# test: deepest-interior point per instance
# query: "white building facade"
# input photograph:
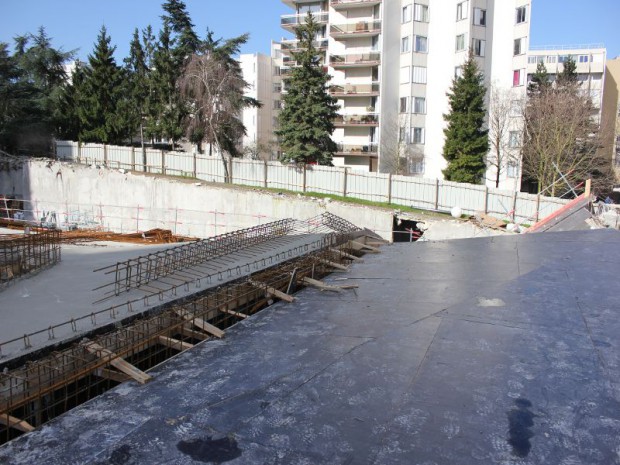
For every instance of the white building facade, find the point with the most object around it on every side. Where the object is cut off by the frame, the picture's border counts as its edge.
(392, 63)
(264, 85)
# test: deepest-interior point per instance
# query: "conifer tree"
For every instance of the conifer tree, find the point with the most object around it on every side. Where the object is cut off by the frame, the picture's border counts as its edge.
(307, 119)
(136, 85)
(98, 108)
(166, 110)
(467, 142)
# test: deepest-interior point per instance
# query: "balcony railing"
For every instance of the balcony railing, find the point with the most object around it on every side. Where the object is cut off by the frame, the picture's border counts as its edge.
(355, 29)
(355, 90)
(367, 119)
(369, 149)
(292, 21)
(293, 45)
(355, 60)
(344, 4)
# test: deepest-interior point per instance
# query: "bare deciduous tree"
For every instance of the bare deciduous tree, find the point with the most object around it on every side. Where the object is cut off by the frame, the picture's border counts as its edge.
(502, 121)
(563, 139)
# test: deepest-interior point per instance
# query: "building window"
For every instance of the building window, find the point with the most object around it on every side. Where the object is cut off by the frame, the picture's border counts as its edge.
(416, 166)
(421, 44)
(461, 10)
(514, 139)
(519, 46)
(419, 75)
(518, 77)
(403, 104)
(404, 74)
(404, 44)
(478, 46)
(511, 170)
(419, 105)
(480, 17)
(420, 13)
(418, 135)
(406, 14)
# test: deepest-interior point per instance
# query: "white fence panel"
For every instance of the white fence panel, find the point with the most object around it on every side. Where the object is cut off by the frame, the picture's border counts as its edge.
(92, 153)
(119, 157)
(180, 164)
(153, 161)
(324, 180)
(210, 169)
(500, 204)
(469, 197)
(368, 186)
(66, 150)
(414, 192)
(248, 172)
(289, 177)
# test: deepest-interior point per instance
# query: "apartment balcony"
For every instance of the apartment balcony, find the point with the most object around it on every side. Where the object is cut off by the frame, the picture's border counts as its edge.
(367, 150)
(355, 90)
(358, 60)
(354, 30)
(348, 4)
(290, 22)
(288, 46)
(362, 120)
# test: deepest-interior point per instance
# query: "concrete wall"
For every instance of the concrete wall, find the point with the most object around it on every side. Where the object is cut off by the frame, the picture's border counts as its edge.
(128, 202)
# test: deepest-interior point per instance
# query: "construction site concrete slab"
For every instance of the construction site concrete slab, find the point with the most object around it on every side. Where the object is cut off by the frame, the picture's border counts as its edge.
(66, 291)
(490, 350)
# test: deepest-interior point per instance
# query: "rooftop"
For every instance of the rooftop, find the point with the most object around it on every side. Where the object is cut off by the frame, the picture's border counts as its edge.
(487, 350)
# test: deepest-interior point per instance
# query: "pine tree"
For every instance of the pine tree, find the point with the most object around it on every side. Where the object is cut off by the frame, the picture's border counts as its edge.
(307, 119)
(467, 141)
(178, 20)
(98, 110)
(136, 86)
(166, 110)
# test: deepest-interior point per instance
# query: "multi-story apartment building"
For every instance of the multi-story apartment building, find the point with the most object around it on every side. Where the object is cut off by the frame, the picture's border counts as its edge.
(611, 111)
(259, 141)
(393, 61)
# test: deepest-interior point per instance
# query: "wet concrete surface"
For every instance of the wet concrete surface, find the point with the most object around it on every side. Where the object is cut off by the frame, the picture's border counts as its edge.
(492, 350)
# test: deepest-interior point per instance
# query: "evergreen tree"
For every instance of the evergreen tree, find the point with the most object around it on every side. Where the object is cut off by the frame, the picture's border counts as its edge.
(18, 102)
(98, 110)
(540, 80)
(178, 20)
(166, 110)
(466, 143)
(307, 119)
(568, 78)
(136, 85)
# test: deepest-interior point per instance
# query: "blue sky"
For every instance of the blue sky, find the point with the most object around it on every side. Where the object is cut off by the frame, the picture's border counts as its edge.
(74, 24)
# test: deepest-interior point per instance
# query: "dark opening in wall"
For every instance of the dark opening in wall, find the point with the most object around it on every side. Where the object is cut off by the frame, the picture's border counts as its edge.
(405, 230)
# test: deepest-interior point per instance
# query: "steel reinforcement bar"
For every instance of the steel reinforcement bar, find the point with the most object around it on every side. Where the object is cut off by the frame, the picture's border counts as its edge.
(135, 272)
(21, 255)
(43, 389)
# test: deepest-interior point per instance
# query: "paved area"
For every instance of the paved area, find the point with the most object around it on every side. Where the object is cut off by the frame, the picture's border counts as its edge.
(500, 350)
(65, 291)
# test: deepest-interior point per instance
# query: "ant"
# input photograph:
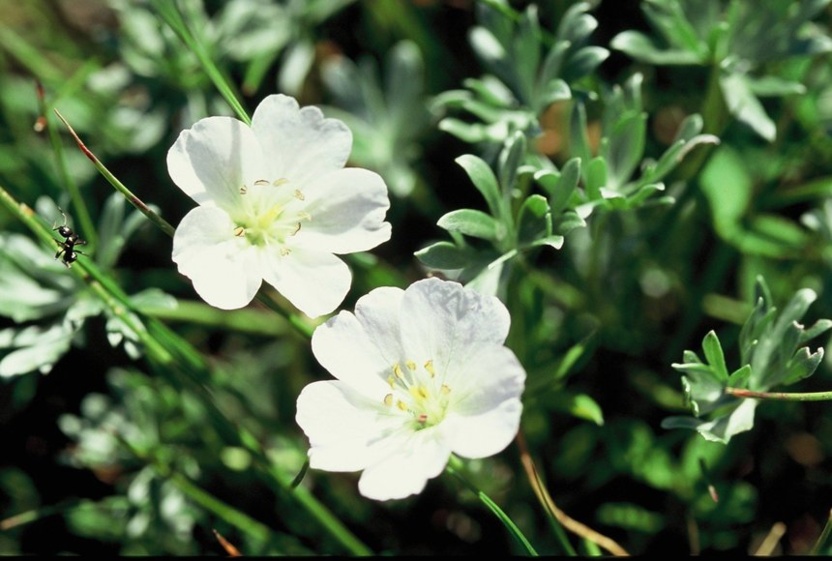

# # # # #

Leaving out the images, return the entries above exactly as they read.

# test: deepest-interior point per instance
# query: "white building facade"
# input photograph:
For every instance of the white building facade, find the point with the most object around it on every side. Where the object is cut off by the frame, the picture's border counts as its edge.
(392, 63)
(264, 85)
# test: deepest-interior point per instance
# query: "conifer tree"
For every instance of the conifer tree, find the point with the most object around it on every side. Where the object is cut off by the frame, the picture's border counts as its edge.
(307, 119)
(136, 85)
(98, 108)
(166, 110)
(467, 142)
# test: deepest-interior point per instance
# query: "balcony railing"
For every instance of the balcony railing, find the point with the most object around it on every side. Where the object is cut off by the frame, the picture's border counts as its edge.
(355, 29)
(355, 90)
(367, 119)
(369, 149)
(292, 21)
(293, 45)
(355, 60)
(344, 4)
# test: deepest-interior point per instance
# query: "bare deciduous tree"
For every instance of the bare deciduous tree, find the point with the most object around it on every side. Where the object is cut off by the frame, the picture's border counts as its edge.
(502, 121)
(563, 139)
# test: deepest-interior point per instance
# query: "building window"
For every instance of the building window, find the point with the most object around it on every side. Where the object is cut off by the frame, the picture's border counts as its edge.
(416, 166)
(421, 44)
(461, 10)
(514, 139)
(519, 46)
(419, 75)
(518, 77)
(403, 104)
(404, 74)
(404, 44)
(478, 46)
(511, 170)
(419, 105)
(480, 17)
(420, 13)
(418, 135)
(406, 14)
# test: deepest-interior point per instance
# query: "white fence panel"
For every instance of the white fence panel, find the point with the most object around it on every side. Where the object is cut off by the frame, the picture's border counts as its edge.
(92, 153)
(119, 157)
(180, 164)
(153, 161)
(324, 180)
(210, 169)
(500, 204)
(469, 197)
(368, 186)
(66, 150)
(414, 192)
(248, 172)
(289, 177)
# test: deepest-interior point per instance
# query: "apartment balcony"
For every instance of the apartment balcony, find the point with the most object around it on every side. Where the object is cut off by the frame, the picture's border counts as its edge.
(367, 150)
(355, 90)
(358, 60)
(354, 30)
(348, 4)
(290, 22)
(288, 46)
(362, 120)
# test: deepest-interior point per instance
# query: "concrete wall"
For every instance of the concrete wall, find the point with the most object around it on every side. Where the object is cut off by the frame, the picture's border counts as its edge.
(128, 202)
# test: deepest-interior point per instance
# query: "construction site concrete slab"
For every instance of the construction site concrete slab, find the point with the most object around it on every side. Where the object is cut off by the frame, the picture's border counts as its edge.
(66, 291)
(490, 350)
# test: deepest-interior point per instance
# query: "rooftop"
For every instance of the rooftop, find the point with the most object around it on every side. Where the object is cut off by the frame, the picture's border counts as its edge.
(487, 350)
# test: deepest-interior point per instance
# query: "pine tree"
For every instance of the pine tree, find the point with the most object around it on every side. Where the object is cut off by the frame, the picture's border counts as its edge.
(307, 119)
(467, 141)
(178, 20)
(98, 110)
(136, 86)
(166, 110)
# test: deepest-interior point per instance
# query: "multi-story apartment building"
For every instance of the multi-story apartment building, find the point with the most object around it on every side. Where the object is cut off by the frame, the picture's border counts as its edge.
(611, 111)
(259, 141)
(393, 61)
# test: deepest-interior point per instance
# query: "wet concrete surface"
For every instance of the wet concrete surface, find the point with the most object around it on every side. Where the object is cut off by the frame, the picture's border counts as its edge.
(492, 350)
# test: deepest-interior point per instance
# query: "evergreen tree"
For every instance of the evergreen tree, find the point with the most object around it on every side. Where the object is cut off by the frame, the picture's border counts as its edge.
(18, 102)
(98, 110)
(540, 80)
(178, 20)
(166, 110)
(466, 143)
(307, 119)
(568, 78)
(136, 85)
# test: deepest-interior point per instance
# query: "blue sky"
For every instance of the blue sky, find the point with the most object around it on every side. Where the object is cut off by the frame, the picture's border counts as its edge.
(74, 24)
# test: deepest-interior point per instance
# query: "dark opening in wall"
For every instance of the dark opening in wall, find the point with the most object around it on every side. Where the object is cut off by the frame, the picture's border counts as its edge.
(405, 230)
# test: deepest-interior point per instance
# query: "steel reinforcement bar"
For every instance of the steel reinforcement bar, find the point with the most object around it on every side. Where the object is cut off by the frame, the picture's border counts as its edge.
(135, 272)
(21, 255)
(43, 389)
# test: deepest-interior point per instance
# query: "paved area"
For every instance of the paved area, find the point with the most object around it on every side. Where the object is cut off by the frame, the picture's border counts as its edge.
(500, 350)
(65, 291)
# test: deepest-interior point per instance
# query: "ant"
# input photograph:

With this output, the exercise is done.